→ WHAT IS NEEDED
Express every item below as a two-column CSV with the headers input and output, one row per item. Put each item's text in input and its answer in output, each as a single quoted field with line breaks changed to spaces, and leave the pictures out.

^^^^^^^^

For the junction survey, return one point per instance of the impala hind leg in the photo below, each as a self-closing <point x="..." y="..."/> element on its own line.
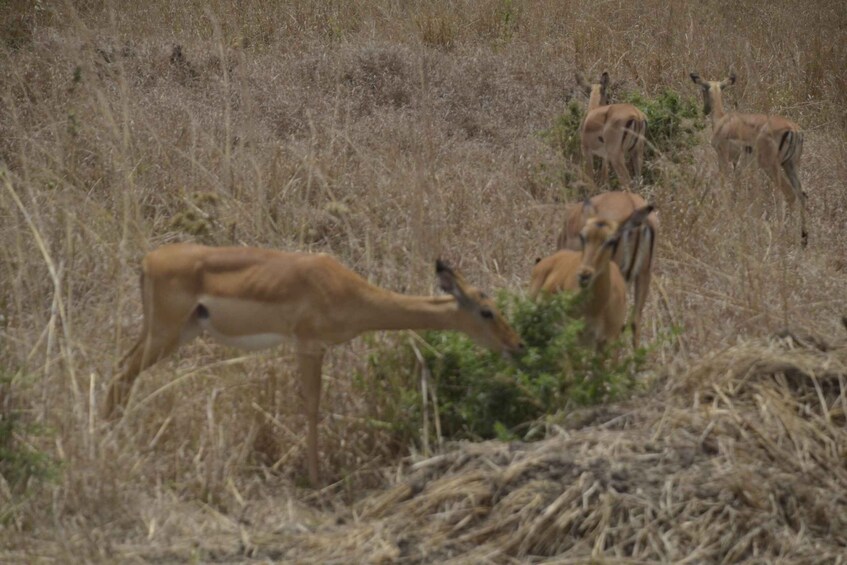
<point x="309" y="363"/>
<point x="619" y="165"/>
<point x="642" y="287"/>
<point x="785" y="179"/>
<point x="588" y="166"/>
<point x="637" y="159"/>
<point x="790" y="170"/>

^^^^^^^^

→ EXERCISE SOLUTION
input,output
"For the junction survey, return one point per instance of the impala hind leg in the photo below, each as a self-closing <point x=""..."" y=""...""/> element on its own line.","<point x=""309"" y=""363""/> <point x=""619"" y=""165""/> <point x=""642"" y=""287""/> <point x=""785"" y=""179""/> <point x=""588"" y=""166""/> <point x=""637"" y=""159""/> <point x=""790"" y=""170""/>"